PASSAGE Block Start

A new study reveals that many cancer survivors are inactive and obese, which may negatively affect the control of their disease. The findings, which come from a study of cancer survivors in Canada, show that a cancer diagnosis does not appear to prompt significant behavior change and that interventions to increase physical activity and promote better eating habits among cancer survivors are warranted. The study is published in the June 1, 2008 issue of CANCER, a peer-reviewed journal of the American Cancer Society.

Obesity and physical inactivity are known to be detrimental to health, and in cancer patients, studies have linked these factors to negative outcomes including disease recurrence, cancer-specific death and reduced quality of life. However, few studies have looked at the prevalence of physical activity and obesity in populations of cancer survivors.

To determine this prevalence and compare it to individuals without a history of cancer, Kerry S. Courneya, Ph.D. of the University of Alberta in Edmonton analyzed data from the 2005 Canadian Community Health Survey consisting of computer-assisted interviews of more than 114,000 adults. Survey participants reported their cancer history, height and body weight (to calculate body mass index), and participation in various leisure time activities.

The study revealed that fewer than 22 percent of Canadian cancer survivors were physically active, with the lowest rates reported by male and female colorectal cancer survivors, female melanoma survivors and breast cancer survivors. Also, nearly one in five (18 percent) of cancer survivors was obese, and one in three (34 percent) was overweight with little variation among the cancer survivor groups. The authors concluded that Canadian cancer survivors have low levels of physical activity and a high prevalence of obesity that are comparable to the general population.

However, some differences were found between cancer survivors and those without a history of cancer. Prostate cancer survivors were more likely to be active and less likely to be obese than men without a history of cancer, and male skin cancer survivors were more likely to be active than their disease-free counterparts. Also, obese breast cancer survivors were less likely to be active compared with obese women without a history of cancer. This finding is cause for concern because physical activity may be particularly important for obese breast cancer survivors, the authors note. Studies suggest that obese breast cancer survivors may particularly benefit from higher physical activity levels in terms of preventing disease recurrence and improving quality of life.

In light of their findings, the authors recommend that lifestyle interventions be implemented to increase physical activity and promote a health body weight among cancer survivors.

PASSAGE Block End
INPUT DATA Block Start

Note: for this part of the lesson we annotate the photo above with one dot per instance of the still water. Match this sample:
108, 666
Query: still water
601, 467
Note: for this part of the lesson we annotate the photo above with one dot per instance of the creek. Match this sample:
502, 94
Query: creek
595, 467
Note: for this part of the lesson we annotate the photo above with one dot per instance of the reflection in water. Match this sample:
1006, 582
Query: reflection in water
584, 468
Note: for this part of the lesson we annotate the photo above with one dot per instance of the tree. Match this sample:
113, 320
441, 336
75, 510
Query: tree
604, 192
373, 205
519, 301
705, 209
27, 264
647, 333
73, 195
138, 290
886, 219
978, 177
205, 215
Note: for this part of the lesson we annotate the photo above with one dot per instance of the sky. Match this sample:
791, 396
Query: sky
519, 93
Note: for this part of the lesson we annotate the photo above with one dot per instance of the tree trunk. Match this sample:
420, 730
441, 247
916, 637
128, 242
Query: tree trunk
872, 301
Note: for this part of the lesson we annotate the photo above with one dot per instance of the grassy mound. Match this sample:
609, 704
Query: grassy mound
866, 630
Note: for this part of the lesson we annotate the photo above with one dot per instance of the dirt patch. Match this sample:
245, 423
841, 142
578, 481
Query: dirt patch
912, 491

INPUT DATA Block End
INPUT DATA Block Start

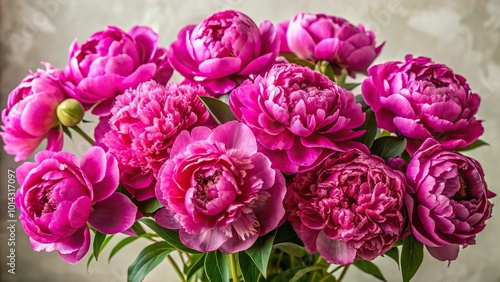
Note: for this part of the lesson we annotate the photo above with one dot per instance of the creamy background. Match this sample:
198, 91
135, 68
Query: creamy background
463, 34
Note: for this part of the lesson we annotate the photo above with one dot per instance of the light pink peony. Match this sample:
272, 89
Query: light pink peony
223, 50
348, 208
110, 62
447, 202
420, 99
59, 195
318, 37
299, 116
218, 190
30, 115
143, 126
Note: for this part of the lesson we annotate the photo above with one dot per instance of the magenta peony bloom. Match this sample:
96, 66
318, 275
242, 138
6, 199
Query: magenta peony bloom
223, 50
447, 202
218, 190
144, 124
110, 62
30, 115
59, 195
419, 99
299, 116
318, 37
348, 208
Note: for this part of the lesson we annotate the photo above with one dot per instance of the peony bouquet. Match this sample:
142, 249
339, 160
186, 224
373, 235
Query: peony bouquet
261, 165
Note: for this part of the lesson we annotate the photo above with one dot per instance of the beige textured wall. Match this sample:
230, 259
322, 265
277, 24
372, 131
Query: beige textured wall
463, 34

INPUT DATA Block End

AIM OF THE TASK – According to the passage on cancer survivors' activity and weight, which survey's data did the study analyze?

RESULT – The 2005 Canadian Community Health Survey.